> _Requirement 1_
Extract every line of the listing below that contains the string "chair".

> _Document text_

Over 100 students from Patwa Toli, other parts of Gaya, and other districts in Bihar are currently staying at the library. “There are 30 girls too,” says Sunil Kumar, who teaches chemistry at Vriksh Pathshala. Sunil, a Patwa Toli resident, graduated with an M. Tech from IIT-Delhi in 2006. Whenever he comes home, he takes offline classes for students, free of cost. He is also a distant relative of Prasad, the first IIT-JEE qualifier from Patwa Toli. Kuldip Singh and Harjit Singh teach Physics, while Dinesh Sharma takes mathematics online. None of them is from the village, but they give their time seeing the students’ hard work.
Kashish Kumari, a 17-year-old student at the Pathshala, with her mother Krishna Devi, who works here as a cook. The two came to the institution after Kashish’s father, a powerloom worker, died in 2012.
| Photo Credit:
SHASHI SHEKHAR KASHYAP
Shubham’s friend, Sagar Kumar, 21, came to the library when he was about 10 years old and his father, a power loom worker, died. “After my father passed away, my family had no money to carry on with my studies. I came to Vriksh Pathshala and I’ve been here with a promise to myself that I’ll not budge from here without cracking the IIT-JEE,” he says.
Similarly, Kashish Kumari, 17, had come to the Vriksh library when she was just 9. Her father, also a power loom worker, had died in 2012. “We are three sisters and a brother. We were almost starving,” she says.
Her mother, Krishna Devi, is a cook at the library. “I’ll appear for the IIT-JEE for the first time in January 2025. I’m confident of getting a job that will take my family out of poverty,” she says. Seven other girls are from Patna; Ranchi and Deoghar in neighbouring Jharkhand. “The rest are from Patwa Toli itself,” says Kashish. “We eat, sleep, and breathe IIT-JEE. We cannot afford to waste our time,” she says. Her friend Smita Kumari, 15, nods in agreement. “We study about 15-16 hours a day. To unburden ourselves we only chat among ourselves, nothing else,” Smita says. Her father too is a handloom worker. The family’s financial constraints have forced her to stay at the library since 2022. She hopes to make it to the IIT-BHU. “It’s close to home and several students from Patwa Toli are there,” she says. Her only sibling, Aman Kumar, is a teacher in a private school.

> _Extracted data_
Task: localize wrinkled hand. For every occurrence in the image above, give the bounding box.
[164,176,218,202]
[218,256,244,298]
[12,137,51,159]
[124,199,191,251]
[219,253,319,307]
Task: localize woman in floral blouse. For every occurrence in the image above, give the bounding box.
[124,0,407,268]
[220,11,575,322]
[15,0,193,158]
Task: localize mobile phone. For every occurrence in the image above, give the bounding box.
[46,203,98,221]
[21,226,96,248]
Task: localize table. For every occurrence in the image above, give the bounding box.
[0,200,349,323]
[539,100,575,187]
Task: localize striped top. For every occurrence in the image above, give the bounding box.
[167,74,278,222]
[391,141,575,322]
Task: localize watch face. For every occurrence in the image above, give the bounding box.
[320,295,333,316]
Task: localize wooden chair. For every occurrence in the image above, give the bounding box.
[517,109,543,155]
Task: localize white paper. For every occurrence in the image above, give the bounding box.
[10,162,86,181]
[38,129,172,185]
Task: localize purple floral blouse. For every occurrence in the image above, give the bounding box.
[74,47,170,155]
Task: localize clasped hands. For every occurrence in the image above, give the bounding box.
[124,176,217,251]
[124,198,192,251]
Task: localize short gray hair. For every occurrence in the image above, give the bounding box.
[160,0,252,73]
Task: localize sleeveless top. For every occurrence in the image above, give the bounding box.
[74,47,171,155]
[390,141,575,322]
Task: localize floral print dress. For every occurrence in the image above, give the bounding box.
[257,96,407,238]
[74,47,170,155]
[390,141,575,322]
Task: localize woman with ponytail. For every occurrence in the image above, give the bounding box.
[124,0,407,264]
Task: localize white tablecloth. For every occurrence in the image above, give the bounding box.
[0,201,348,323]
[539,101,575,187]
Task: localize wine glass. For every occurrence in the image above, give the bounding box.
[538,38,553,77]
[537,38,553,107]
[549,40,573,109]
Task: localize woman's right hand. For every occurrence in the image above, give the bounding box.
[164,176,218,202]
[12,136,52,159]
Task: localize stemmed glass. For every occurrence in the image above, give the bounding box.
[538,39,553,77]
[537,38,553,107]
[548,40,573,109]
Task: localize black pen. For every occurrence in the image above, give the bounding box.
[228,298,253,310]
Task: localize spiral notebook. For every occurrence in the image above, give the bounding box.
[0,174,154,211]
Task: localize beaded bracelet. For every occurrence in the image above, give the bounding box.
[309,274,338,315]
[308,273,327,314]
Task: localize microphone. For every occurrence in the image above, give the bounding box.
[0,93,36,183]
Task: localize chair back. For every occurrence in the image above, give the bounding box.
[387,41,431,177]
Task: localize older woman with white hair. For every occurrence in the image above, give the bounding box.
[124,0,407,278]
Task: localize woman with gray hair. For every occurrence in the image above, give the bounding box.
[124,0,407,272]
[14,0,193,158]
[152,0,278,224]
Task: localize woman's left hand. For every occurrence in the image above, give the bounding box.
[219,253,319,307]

==

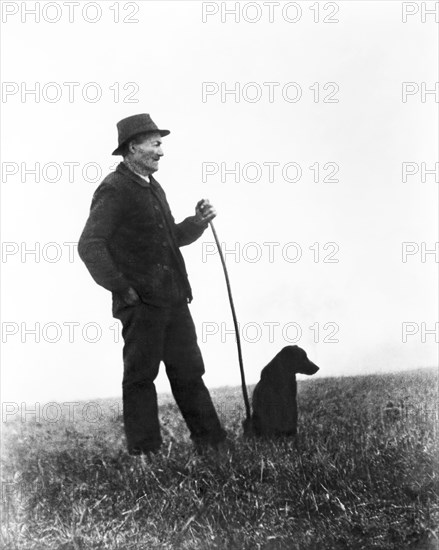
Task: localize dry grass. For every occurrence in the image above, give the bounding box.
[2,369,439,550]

> _Requirement 2_
Name each teacher at Vriksh Pathshala identified in the passage above, along with the subject each one teaches.

> _Problem solution 1_
Task: localize wooden chair. For every occurrence in the image above, give the bounding box.
Task: localize chair back. For every occurrence in the image above, give the bounding box.

> _Problem solution 2_
- Sunil Kumar: chemistry
- Kuldip Singh: physics
- Harjit Singh: physics
- Dinesh Sharma: mathematics (online)